- Tareas a realizar -
A. Responde brevemente a estas preguntas sobre el texto acerca de los políticos como trabajadores:
(i) ¿De dónde salen los sueldos de los políticos?
(ii) ¿Cuál es uno de los principales requisitos que debe cumplir un empleado para entrar a formar parte de una empresa?
(iii) Tras unas elecciones, ¿qué debería ser la única prioridad?
B. Repite literalmente el fragmento del texto acerca de los políticos como trabajadores que comienza en "Los políticos olvidan" y termina en "trabajar en equipo?".
::: Bloque de texto
Los políticos olvidan con frecuencia que son trabajadores a nuestro servicio, porque sus sueldos salen de nuestros impuestos. Cuando uno de ellos alcanza la presidencia del gobierno no se debe sólo a quienes le han votado, sino también a aquellos que han votado a sus adversarios y a aquellos otros que han optado por no ir a votar. Si cualquier otro trabajador, tanto de la empresa pública como de la privada, no cumple las expectativas de sus empleadores corre el riesgo de ser amonestado o incluso despedido, ¿por qué los políticos se creen tan intocables? ¿Por qué les permitimos tanta incompetencia, tantas muestras de ineptitud y de incapacidad para trabajar en equipo?

En cualquier empresa del ámbito que sea, uno de los principales requisitos que debe cumplir un empleado para entrar a formar parte de ella es la capacidad de trabajo en equipo. ¿Por qué al equipo que ha de gestionar el gobierno de un país durante cuatro años no se le exige la misma competencia?

¿Por qué tendemos a conformarnos con el equipo menos malo, cuando deberíamos aspirar a tener al mejor?

¿Por qué nos dejamos manipular por la amenaza de que siempre podría ser peor si gobierna el adversario?

Independientemente de que gane quien gane unas elecciones y de que tenga que pactar o no con otras formaciones políticas para conseguir formar gobierno, la formación de ese gobierno en el mínimo tiempo posible debería ser la única prioridad. Por encima de los intereses personales y de la ideología de cada uno, desde el momento en que alguien gana unas elecciones se debe a la totalidad de los ciudadanos del pueblo que pretende gobernar. Porque son ellos quienes le van a pagar su nada despreciable sueldo. Al resto de los trabajadores no nos piden nuestra opinión personal sobre las tareas que nos encomiendan. Simplemente, nos pagan para que las realicemos de forma óptima y con la mayor celeridad que nos sea posible.
::::::
::: Datos de origen
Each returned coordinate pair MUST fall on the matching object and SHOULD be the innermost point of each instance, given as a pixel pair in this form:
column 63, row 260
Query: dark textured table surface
::::::
- Problemas resueltos -
A.
(i) De nuestros impuestos.
(ii) La capacidad de trabajo en equipo.
(iii) La formación del gobierno en el mínimo tiempo posible.

B.
Los políticos olvidan con frecuencia que son trabajadores a nuestro servicio, porque sus sueldos salen de nuestros impuestos. Cuando uno de ellos alcanza la presidencia del gobierno no se debe sólo a quienes le han votado, sino también a aquellos que han votado a sus adversarios y a aquellos otros que han optado por no ir a votar. Si cualquier otro trabajador, tanto de la empresa pública como de la privada, no cumple las expectativas de sus empleadores corre el riesgo de ser amonestado o incluso despedido, ¿por qué los políticos se creen tan intocables? ¿Por qué les permitimos tanta incompetencia, tantas muestras de ineptitud y de incapacidad para trabajar en equipo?